Task prompt: Arrange every line of the material below as a JSON list of strings, one string per line, skipping any blank lines.

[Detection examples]
•••••
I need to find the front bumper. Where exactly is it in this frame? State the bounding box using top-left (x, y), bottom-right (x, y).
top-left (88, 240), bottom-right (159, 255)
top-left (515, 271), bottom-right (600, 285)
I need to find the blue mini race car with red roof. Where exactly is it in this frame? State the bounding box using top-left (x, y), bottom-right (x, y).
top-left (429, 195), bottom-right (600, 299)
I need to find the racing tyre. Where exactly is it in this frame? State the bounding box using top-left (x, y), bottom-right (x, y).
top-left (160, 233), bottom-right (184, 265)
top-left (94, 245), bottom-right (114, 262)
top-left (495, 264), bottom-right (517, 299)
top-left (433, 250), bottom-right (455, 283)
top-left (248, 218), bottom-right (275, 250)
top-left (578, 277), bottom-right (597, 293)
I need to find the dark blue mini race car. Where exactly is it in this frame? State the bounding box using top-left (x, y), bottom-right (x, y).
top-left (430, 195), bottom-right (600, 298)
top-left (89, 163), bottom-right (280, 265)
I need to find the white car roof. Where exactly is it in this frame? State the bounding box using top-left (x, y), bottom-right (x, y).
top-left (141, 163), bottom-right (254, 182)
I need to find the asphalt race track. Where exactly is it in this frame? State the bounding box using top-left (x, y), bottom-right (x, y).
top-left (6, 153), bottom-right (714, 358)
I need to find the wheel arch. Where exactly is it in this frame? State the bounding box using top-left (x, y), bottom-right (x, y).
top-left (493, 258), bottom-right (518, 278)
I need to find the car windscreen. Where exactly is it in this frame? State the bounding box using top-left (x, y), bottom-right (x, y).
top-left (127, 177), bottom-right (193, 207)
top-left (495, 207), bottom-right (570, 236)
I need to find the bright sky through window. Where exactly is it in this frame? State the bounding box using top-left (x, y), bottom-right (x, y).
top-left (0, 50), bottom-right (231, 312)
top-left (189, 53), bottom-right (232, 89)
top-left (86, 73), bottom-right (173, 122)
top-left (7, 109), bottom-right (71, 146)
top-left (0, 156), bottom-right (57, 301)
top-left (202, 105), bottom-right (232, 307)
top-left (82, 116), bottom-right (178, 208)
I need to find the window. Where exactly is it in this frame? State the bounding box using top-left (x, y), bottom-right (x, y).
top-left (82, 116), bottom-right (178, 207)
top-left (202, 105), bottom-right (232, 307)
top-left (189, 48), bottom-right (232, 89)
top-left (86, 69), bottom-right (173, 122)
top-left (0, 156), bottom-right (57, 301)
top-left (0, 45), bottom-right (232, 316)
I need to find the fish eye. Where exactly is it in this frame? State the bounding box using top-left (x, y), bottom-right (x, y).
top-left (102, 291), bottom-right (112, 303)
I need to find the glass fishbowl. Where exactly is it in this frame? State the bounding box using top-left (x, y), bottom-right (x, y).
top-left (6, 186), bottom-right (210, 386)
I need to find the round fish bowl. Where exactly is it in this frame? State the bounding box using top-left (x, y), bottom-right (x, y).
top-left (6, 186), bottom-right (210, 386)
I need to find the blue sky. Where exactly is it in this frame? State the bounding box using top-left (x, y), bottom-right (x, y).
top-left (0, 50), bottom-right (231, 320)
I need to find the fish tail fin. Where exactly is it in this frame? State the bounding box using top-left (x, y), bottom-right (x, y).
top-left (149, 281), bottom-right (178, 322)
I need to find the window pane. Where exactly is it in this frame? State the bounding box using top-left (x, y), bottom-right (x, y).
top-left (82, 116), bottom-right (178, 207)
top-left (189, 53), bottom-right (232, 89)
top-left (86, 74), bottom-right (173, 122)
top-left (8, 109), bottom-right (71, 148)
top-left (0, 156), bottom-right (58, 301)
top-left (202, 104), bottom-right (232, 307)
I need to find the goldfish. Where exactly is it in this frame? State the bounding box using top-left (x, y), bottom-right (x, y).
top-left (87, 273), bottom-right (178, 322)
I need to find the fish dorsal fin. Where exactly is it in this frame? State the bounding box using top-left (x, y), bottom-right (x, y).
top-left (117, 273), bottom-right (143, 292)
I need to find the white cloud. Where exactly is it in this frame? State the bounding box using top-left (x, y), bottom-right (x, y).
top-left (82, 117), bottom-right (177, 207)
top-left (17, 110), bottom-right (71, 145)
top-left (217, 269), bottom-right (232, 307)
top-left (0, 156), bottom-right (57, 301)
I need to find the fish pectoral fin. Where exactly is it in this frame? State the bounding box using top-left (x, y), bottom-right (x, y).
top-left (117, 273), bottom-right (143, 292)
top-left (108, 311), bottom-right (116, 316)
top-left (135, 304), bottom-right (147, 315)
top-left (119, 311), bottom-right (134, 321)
•••••
Output:
[
  "I need to find the front bumper. Where exactly is it in this frame? State the bounding box using top-left (x, y), bottom-right (x, y).",
  "top-left (88, 240), bottom-right (159, 255)",
  "top-left (515, 271), bottom-right (600, 285)",
  "I need to find the blue mini race car with red roof. Where exactly is it in this frame? State the bounding box using top-left (x, y), bottom-right (x, y).",
  "top-left (429, 195), bottom-right (600, 299)",
  "I need to find the racing tyre. Where exactly is it in this frame? State the bounding box using top-left (x, y), bottom-right (x, y).",
  "top-left (160, 233), bottom-right (184, 265)",
  "top-left (94, 245), bottom-right (114, 262)",
  "top-left (495, 264), bottom-right (517, 299)",
  "top-left (433, 250), bottom-right (455, 283)",
  "top-left (248, 218), bottom-right (275, 250)",
  "top-left (578, 277), bottom-right (597, 293)",
  "I need to find the dark blue mini race car. Where exactly is it in this frame? State the bounding box using top-left (x, y), bottom-right (x, y).",
  "top-left (430, 195), bottom-right (600, 298)",
  "top-left (89, 163), bottom-right (280, 265)",
  "I need to find the white car roof. Where exactly is it in this frame? State the bounding box using top-left (x, y), bottom-right (x, y).",
  "top-left (141, 163), bottom-right (254, 182)",
  "I need to find the asphalt race track. Where exactly is it in this frame? State the bounding box using top-left (x, y), bottom-right (x, y).",
  "top-left (6, 153), bottom-right (714, 358)",
  "I need to find the wheel arch. Where exactly is it in this frame? State the bounding box using top-left (x, y), bottom-right (x, y).",
  "top-left (493, 258), bottom-right (518, 278)",
  "I need to find the car windscreen. Where exactly is it in this frame? State the bounding box using top-left (x, y), bottom-right (x, y).",
  "top-left (127, 177), bottom-right (193, 207)",
  "top-left (495, 207), bottom-right (570, 236)",
  "I need to find the bright sky through window. Where exactly is it in this frame? State the bounding box using top-left (x, y), bottom-right (x, y).",
  "top-left (0, 50), bottom-right (231, 312)",
  "top-left (189, 53), bottom-right (232, 89)",
  "top-left (86, 73), bottom-right (173, 122)",
  "top-left (7, 109), bottom-right (71, 146)",
  "top-left (0, 156), bottom-right (57, 301)",
  "top-left (202, 105), bottom-right (232, 307)",
  "top-left (82, 116), bottom-right (178, 208)",
  "I need to find the window. Where exactly is it in this frame? State the bounding box using top-left (x, y), bottom-right (x, y).",
  "top-left (82, 116), bottom-right (178, 207)",
  "top-left (202, 105), bottom-right (232, 307)",
  "top-left (189, 48), bottom-right (232, 89)",
  "top-left (86, 69), bottom-right (173, 122)",
  "top-left (0, 156), bottom-right (57, 301)",
  "top-left (0, 45), bottom-right (232, 316)",
  "I need to find the fish eye. Where exactly is it in this frame? State the bounding box using top-left (x, y), bottom-right (x, y).",
  "top-left (102, 291), bottom-right (112, 303)",
  "I need to find the glass fishbowl. Where exactly is it in this frame? State the bounding box using top-left (x, y), bottom-right (x, y).",
  "top-left (6, 186), bottom-right (210, 386)",
  "I need to find the round fish bowl. Where exactly is it in this frame? State the bounding box using top-left (x, y), bottom-right (x, y).",
  "top-left (6, 186), bottom-right (210, 386)",
  "I need to find the blue sky. Where exactly is it in this frame? State the bounding box using top-left (x, y), bottom-right (x, y).",
  "top-left (0, 50), bottom-right (231, 320)",
  "I need to find the fish tail fin. Where exactly is it in this frame? State the bounding box using top-left (x, y), bottom-right (x, y).",
  "top-left (149, 281), bottom-right (178, 322)",
  "I need to find the window pane. Where exactly is it in this frame? State the bounding box using top-left (x, y), bottom-right (x, y).",
  "top-left (82, 116), bottom-right (178, 207)",
  "top-left (189, 53), bottom-right (232, 89)",
  "top-left (86, 74), bottom-right (173, 122)",
  "top-left (8, 109), bottom-right (71, 148)",
  "top-left (0, 156), bottom-right (58, 301)",
  "top-left (202, 104), bottom-right (232, 307)",
  "I need to find the goldfish. Where exactly is it in this frame? State the bounding box using top-left (x, y), bottom-right (x, y).",
  "top-left (87, 273), bottom-right (178, 322)",
  "I need to find the fish dorsal fin. Where exactly is it in this frame? State the bounding box using top-left (x, y), bottom-right (x, y).",
  "top-left (117, 273), bottom-right (143, 292)",
  "I need to find the white cloud. Where exactly is it in this frame? State the bounding box using top-left (x, y), bottom-right (x, y).",
  "top-left (82, 117), bottom-right (177, 207)",
  "top-left (17, 110), bottom-right (71, 145)",
  "top-left (217, 269), bottom-right (232, 307)",
  "top-left (0, 156), bottom-right (57, 301)",
  "I need to find the fish pectoral fin. Where exactly is it in this frame? State the bounding box using top-left (x, y), bottom-right (x, y).",
  "top-left (117, 273), bottom-right (143, 292)",
  "top-left (108, 311), bottom-right (116, 316)",
  "top-left (135, 304), bottom-right (147, 315)",
  "top-left (119, 311), bottom-right (134, 321)"
]